Stated task
Write out, word for word, the lines of the data below, starting with the line that contains "the rocky scree" and going on through the line that contains "xmin=1005 ymin=266 xmax=1049 ymax=484", with both of those lines included. Copy only those lines.

Supplied entries
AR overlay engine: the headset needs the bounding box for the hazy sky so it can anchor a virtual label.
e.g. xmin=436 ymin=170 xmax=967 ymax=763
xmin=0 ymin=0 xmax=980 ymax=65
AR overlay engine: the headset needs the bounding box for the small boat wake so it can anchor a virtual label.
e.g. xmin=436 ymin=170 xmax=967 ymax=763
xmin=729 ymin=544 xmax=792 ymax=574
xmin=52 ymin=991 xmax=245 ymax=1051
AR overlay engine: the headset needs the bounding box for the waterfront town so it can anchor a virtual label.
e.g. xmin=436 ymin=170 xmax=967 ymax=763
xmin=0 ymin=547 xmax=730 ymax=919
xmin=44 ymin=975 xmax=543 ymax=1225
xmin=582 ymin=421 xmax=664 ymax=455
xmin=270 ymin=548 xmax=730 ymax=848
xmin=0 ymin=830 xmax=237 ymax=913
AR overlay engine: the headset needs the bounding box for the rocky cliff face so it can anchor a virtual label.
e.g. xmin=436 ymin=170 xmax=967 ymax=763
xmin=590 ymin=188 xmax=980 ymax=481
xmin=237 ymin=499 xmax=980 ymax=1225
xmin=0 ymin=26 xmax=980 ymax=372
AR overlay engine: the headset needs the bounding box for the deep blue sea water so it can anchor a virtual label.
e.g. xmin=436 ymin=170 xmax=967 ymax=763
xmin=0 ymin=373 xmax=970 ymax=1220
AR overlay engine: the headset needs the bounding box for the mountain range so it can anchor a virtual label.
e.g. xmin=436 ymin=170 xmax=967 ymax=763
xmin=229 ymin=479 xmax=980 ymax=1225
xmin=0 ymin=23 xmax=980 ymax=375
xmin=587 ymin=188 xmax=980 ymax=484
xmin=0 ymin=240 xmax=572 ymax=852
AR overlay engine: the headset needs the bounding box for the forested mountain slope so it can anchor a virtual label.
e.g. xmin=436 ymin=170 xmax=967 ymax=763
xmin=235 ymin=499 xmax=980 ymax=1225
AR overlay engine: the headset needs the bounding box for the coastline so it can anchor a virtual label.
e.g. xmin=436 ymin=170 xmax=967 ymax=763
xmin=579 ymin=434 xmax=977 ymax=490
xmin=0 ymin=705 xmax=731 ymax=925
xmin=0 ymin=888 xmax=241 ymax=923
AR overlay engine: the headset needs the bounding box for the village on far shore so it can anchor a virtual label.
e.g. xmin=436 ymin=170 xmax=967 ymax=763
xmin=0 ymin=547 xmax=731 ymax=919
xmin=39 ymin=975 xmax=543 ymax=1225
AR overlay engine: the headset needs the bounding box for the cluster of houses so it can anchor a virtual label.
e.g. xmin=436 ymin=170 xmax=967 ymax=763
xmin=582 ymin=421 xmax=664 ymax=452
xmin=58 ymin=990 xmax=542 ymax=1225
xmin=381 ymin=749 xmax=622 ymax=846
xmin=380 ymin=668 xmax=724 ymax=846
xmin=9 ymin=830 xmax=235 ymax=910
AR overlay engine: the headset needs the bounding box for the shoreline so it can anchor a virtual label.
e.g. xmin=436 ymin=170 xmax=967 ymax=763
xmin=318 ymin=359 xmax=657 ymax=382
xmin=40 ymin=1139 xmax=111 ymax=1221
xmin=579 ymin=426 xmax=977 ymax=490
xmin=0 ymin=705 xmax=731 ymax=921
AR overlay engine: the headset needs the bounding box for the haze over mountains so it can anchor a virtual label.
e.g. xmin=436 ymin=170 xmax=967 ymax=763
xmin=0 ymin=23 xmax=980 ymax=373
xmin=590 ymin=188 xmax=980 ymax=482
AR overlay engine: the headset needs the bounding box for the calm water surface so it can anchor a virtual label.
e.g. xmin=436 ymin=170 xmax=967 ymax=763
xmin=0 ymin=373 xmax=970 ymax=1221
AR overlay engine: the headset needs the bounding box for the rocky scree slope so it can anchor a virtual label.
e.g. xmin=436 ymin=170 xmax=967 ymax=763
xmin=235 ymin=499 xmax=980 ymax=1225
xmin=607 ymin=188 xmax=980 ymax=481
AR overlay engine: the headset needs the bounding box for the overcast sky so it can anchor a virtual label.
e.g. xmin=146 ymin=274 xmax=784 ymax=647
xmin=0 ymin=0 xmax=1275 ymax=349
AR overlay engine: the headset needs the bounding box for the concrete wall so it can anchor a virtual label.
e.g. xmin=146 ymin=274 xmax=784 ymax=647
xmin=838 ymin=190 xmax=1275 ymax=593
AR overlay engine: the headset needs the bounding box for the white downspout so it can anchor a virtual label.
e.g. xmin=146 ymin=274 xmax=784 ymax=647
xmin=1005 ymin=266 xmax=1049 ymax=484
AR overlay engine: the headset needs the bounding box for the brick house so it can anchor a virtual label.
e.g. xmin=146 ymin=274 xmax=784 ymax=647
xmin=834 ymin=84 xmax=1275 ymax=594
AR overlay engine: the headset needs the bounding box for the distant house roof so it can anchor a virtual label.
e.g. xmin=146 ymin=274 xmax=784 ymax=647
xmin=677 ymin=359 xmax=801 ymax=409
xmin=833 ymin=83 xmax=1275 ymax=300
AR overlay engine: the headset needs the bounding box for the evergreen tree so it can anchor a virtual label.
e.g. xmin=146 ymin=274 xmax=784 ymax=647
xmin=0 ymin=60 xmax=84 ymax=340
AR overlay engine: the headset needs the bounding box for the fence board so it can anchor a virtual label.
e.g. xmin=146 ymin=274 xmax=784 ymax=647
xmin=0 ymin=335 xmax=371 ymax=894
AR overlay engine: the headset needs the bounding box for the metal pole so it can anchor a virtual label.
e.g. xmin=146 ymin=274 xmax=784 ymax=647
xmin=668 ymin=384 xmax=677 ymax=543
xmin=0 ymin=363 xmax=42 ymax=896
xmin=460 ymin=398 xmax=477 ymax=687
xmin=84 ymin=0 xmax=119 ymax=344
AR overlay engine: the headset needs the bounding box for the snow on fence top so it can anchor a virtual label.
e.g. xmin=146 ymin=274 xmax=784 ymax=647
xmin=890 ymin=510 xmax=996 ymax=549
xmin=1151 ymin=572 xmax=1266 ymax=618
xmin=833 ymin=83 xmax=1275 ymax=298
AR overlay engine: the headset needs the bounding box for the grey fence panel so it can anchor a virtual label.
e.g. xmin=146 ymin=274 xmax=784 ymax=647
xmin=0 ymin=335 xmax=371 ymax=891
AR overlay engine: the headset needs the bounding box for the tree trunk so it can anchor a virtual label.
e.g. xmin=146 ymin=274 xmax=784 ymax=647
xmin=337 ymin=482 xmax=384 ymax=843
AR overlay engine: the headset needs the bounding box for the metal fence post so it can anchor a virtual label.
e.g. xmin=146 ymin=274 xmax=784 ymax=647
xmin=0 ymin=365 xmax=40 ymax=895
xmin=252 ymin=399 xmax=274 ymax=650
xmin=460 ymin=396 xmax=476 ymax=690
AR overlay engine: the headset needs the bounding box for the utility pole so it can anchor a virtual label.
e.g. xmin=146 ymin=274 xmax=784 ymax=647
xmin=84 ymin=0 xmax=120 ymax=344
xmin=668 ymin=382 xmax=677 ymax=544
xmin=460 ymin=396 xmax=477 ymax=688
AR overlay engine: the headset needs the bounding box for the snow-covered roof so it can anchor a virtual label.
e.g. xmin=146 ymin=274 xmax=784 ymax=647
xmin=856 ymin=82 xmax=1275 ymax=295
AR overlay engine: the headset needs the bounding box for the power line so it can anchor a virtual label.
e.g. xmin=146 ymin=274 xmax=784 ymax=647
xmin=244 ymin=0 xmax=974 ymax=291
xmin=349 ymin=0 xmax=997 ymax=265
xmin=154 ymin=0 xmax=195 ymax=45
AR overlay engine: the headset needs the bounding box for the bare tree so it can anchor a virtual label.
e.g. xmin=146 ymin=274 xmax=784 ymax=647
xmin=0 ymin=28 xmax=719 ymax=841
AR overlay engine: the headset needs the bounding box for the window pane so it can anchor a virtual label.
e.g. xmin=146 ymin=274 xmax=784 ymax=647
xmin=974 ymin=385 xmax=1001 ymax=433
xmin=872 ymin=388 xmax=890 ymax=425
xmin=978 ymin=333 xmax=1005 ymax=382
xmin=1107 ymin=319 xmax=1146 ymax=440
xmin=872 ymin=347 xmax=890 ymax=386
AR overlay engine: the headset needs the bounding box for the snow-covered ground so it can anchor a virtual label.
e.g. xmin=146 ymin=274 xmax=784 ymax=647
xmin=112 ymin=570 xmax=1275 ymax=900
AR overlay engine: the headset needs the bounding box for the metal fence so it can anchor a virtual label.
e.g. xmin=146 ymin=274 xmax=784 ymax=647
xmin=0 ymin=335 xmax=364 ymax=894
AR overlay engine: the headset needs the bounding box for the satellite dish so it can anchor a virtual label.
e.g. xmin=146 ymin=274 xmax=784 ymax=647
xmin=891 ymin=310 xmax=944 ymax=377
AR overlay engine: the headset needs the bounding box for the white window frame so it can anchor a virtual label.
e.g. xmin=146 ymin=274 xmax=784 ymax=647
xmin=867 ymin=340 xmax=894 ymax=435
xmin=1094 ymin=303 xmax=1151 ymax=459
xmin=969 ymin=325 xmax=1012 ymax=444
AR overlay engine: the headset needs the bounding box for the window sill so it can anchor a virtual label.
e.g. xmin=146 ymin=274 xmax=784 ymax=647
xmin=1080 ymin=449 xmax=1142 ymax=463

Answer to this problem
AR overlay engine: the headset needs the bounding box for the rocky scree slope so it can anchor a virtual label.
e.g. xmin=436 ymin=170 xmax=967 ymax=763
xmin=235 ymin=499 xmax=980 ymax=1225
xmin=607 ymin=188 xmax=980 ymax=481
AR overlay engine: the headset needs the bounding box for the overcast sky so it can anchor a virtual label.
e.g. xmin=146 ymin=274 xmax=784 ymax=647
xmin=0 ymin=0 xmax=1275 ymax=349
AR overlay engine: the headset needs the bounding box for the concrete wall so it can anchor a virtual label.
e.g. xmin=146 ymin=274 xmax=784 ymax=647
xmin=838 ymin=190 xmax=1275 ymax=593
AR overlay engine: the headset needs the bounding box for the white downspout so it can anchor a virtual label.
e.g. xmin=146 ymin=274 xmax=784 ymax=647
xmin=1005 ymin=266 xmax=1049 ymax=484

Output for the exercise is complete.